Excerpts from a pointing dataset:
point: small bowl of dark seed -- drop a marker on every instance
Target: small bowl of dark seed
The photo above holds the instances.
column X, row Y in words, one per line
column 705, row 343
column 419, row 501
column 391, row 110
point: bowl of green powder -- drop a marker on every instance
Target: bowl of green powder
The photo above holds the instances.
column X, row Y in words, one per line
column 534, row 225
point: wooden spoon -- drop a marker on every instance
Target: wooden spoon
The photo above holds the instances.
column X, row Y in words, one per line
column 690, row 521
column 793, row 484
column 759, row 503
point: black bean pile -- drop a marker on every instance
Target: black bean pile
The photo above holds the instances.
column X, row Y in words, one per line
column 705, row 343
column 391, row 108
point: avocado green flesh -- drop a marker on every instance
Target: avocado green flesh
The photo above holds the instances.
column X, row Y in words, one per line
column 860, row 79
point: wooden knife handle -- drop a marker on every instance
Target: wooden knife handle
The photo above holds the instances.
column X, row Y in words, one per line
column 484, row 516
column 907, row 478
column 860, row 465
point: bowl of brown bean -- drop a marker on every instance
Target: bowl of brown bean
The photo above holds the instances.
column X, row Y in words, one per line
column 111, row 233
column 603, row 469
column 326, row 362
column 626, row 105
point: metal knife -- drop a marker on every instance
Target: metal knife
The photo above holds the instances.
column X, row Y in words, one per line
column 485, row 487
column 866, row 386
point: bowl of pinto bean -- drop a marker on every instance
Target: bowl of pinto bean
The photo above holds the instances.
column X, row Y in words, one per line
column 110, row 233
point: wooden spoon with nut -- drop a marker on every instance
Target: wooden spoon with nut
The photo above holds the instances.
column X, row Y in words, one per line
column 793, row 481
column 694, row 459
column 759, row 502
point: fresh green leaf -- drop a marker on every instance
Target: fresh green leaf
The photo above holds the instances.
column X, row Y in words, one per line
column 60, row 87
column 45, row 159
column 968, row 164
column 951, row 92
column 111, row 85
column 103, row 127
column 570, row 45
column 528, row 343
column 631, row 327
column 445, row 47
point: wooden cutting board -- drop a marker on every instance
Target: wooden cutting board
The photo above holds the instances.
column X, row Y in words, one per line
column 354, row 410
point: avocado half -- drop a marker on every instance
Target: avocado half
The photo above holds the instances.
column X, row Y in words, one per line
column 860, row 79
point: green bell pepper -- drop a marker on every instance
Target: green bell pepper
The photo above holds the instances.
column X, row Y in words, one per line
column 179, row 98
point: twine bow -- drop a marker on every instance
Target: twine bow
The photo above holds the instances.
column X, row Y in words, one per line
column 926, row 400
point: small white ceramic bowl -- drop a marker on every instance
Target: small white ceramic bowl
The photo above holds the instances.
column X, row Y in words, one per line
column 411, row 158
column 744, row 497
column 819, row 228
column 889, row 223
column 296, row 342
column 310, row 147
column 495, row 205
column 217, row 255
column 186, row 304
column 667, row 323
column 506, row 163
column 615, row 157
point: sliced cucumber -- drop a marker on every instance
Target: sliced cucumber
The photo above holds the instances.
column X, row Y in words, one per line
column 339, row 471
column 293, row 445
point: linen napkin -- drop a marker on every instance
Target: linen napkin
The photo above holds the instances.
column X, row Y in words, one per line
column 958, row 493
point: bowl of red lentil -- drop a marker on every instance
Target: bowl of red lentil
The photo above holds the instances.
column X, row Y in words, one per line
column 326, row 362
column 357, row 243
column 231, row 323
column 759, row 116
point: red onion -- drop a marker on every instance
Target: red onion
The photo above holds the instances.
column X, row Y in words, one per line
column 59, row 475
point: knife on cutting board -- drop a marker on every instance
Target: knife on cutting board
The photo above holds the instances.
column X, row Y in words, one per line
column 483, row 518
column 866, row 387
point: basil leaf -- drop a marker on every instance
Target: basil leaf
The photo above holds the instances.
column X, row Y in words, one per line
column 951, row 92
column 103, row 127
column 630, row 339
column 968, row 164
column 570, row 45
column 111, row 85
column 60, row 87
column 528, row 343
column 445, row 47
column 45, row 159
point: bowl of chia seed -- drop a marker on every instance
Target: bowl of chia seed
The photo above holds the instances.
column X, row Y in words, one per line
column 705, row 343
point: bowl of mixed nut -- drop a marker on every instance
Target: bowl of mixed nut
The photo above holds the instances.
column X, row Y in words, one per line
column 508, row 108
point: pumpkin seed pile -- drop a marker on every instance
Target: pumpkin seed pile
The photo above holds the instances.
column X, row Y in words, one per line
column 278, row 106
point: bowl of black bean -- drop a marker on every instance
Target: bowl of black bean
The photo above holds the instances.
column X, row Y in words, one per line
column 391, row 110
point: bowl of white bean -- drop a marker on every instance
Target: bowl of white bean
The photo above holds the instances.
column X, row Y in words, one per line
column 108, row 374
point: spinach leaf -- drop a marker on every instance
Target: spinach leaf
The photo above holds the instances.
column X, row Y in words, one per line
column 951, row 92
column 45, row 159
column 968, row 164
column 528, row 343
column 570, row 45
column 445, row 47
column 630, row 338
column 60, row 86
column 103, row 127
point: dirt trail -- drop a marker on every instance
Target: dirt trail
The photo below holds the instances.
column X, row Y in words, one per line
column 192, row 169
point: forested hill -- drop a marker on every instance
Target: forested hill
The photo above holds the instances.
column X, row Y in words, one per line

## EXERCISE DESCRIPTION
Reproduce the material verbatim from the line containing "point: pumpkin seed" through the line containing "column 108, row 374", including both of those lines.

## ANSWER TO THE TASK
point: pumpkin seed pile -- drop a marker on every instance
Target: pumpkin seed pile
The photo above holds the instances.
column X, row Y in words, one per line
column 278, row 106
point: bowl of black bean -- drop a marker on every instance
Target: bowl of black bean
The photo above holds the instances.
column X, row Y in words, one per line
column 391, row 110
point: bowl of white bean -- drop a marker on every instance
Target: bowl of white bean
The photo above holds the instances.
column X, row Y in words, one per line
column 108, row 374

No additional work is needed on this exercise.